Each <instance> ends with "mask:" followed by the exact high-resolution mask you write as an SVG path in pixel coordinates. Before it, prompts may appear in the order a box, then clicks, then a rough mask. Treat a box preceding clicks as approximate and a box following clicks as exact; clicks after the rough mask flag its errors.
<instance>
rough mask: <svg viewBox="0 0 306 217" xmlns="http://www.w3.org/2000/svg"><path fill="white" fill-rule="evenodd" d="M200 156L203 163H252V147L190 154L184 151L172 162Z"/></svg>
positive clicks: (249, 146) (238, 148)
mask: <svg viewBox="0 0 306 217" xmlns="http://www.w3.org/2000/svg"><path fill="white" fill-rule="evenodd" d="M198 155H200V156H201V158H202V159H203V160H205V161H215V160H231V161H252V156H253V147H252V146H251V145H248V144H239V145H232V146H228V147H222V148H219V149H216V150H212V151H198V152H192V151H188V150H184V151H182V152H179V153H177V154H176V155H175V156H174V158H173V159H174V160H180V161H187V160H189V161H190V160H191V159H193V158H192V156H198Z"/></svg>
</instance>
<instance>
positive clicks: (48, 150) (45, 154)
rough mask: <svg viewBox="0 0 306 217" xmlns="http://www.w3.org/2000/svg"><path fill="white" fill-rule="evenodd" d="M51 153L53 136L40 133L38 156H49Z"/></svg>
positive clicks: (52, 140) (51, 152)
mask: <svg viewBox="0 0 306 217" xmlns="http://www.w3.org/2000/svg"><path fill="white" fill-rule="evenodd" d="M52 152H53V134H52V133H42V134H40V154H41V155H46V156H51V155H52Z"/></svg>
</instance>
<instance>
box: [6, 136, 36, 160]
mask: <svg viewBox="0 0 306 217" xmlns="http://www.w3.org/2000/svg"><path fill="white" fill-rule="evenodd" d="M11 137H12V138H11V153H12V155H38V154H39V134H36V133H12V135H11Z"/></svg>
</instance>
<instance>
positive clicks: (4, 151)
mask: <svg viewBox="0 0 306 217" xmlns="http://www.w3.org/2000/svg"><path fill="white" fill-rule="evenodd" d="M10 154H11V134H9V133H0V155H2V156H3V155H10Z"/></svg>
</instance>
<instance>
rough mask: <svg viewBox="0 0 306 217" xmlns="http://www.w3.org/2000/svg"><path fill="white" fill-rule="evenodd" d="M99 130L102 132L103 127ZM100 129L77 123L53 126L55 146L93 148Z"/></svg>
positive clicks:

----

• Instructions to follow: Each line from the one containing "130L102 132L103 127ZM100" down to the final line of the listing must appear in the answer exactly as written, and no other line may.

• Written response:
rough mask: <svg viewBox="0 0 306 217" xmlns="http://www.w3.org/2000/svg"><path fill="white" fill-rule="evenodd" d="M99 130L102 132L103 127ZM100 129L77 123L53 126L55 146L93 148Z"/></svg>
positive clicks:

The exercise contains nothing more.